From PDEs to BSDEs: The Feynman-Kac Connection¶

The Semilinear Parabolic PDE¶

Consider the semilinear parabolic PDE on \([0,T] \times \mathbb{R}^d\):

\[ \frac{\partial u}{\partial t}(t,x) + \frac{1}{2}\operatorname{tr}\!\left[\sigma\sigma^\top(t,x)\,D^2_x u(t,x)\right] + \mu(t,x)^\top D_x u(t,x) + f\!\left(t, x, u(t,x), \sigma^\top(t,x)\,D_x u(t,x)\right) = 0 \]

with terminal condition \(u(T,x) = g(x)\), where \(D_x u\) denotes the gradient and \(D^2_x u\) the Hessian.

This PDE arises throughout quantitative finance:

Black-Scholes PDE for multi-asset derivatives (\(d\) assets)
Hamilton-Jacobi-Bellman equations for optimal control
Pricing under counterparty risk (CVA/DVA computations)
· · ·
> Stated task 1
In the PDE excerpt, what three applications in quantitative finance are listed?
The rows come from a different source than the PDE excerpt.

> The data
· · ·
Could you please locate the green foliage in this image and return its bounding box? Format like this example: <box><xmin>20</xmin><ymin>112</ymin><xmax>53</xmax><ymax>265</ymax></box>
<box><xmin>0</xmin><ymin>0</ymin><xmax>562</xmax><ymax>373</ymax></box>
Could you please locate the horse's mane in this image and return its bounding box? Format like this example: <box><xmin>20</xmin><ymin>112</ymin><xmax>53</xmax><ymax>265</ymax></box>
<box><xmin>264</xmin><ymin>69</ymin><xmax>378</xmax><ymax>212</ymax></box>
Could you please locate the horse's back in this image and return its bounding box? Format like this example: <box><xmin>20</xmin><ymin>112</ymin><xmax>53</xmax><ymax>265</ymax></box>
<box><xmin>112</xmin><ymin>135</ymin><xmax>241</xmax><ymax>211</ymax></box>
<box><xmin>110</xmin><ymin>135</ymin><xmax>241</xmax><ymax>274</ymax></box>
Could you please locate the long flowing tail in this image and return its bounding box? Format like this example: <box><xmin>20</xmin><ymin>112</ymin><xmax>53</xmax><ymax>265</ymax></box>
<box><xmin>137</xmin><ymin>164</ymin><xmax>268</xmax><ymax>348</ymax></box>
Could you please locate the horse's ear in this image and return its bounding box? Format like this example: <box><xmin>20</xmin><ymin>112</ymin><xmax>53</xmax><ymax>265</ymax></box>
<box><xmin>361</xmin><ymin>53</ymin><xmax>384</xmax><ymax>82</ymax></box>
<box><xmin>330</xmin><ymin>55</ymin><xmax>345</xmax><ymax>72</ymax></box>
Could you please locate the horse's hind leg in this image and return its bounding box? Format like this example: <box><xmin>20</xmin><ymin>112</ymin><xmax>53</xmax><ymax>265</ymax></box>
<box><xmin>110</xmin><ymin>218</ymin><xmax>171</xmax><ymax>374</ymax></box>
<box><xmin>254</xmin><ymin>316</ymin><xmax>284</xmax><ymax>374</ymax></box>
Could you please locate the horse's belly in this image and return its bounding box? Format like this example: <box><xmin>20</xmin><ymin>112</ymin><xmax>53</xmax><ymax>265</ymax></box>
· · ·
> Stated task 2
Report every line of the rows that contains the string "bounding".

> Final result 1
Black-Scholes PDE for multi-asset derivatives, Hamilton-Jacobi-Bellman equations for optimal control, and pricing under counterparty risk (CVA/DVA computations).

> Final result 2
Could you please locate the green foliage in this image and return its bounding box? Format like this example: <box><xmin>20</xmin><ymin>112</ymin><xmax>53</xmax><ymax>265</ymax></box>
Could you please locate the horse's mane in this image and return its bounding box? Format like this example: <box><xmin>20</xmin><ymin>112</ymin><xmax>53</xmax><ymax>265</ymax></box>
Could you please locate the horse's back in this image and return its bounding box? Format like this example: <box><xmin>20</xmin><ymin>112</ymin><xmax>53</xmax><ymax>265</ymax></box>
Could you please locate the long flowing tail in this image and return its bounding box? Format like this example: <box><xmin>20</xmin><ymin>112</ymin><xmax>53</xmax><ymax>265</ymax></box>
Could you please locate the horse's ear in this image and return its bounding box? Format like this example: <box><xmin>20</xmin><ymin>112</ymin><xmax>53</xmax><ymax>265</ymax></box>
Could you please locate the horse's hind leg in this image and return its bounding box? Format like this example: <box><xmin>20</xmin><ymin>112</ymin><xmax>53</xmax><ymax>265</ymax></box>
Could you please locate the horse's belly in this image and return its bounding box? Format like this example: <box><xmin>20</xmin><ymin>112</ymin><xmax>53</xmax><ymax>265</ymax></box>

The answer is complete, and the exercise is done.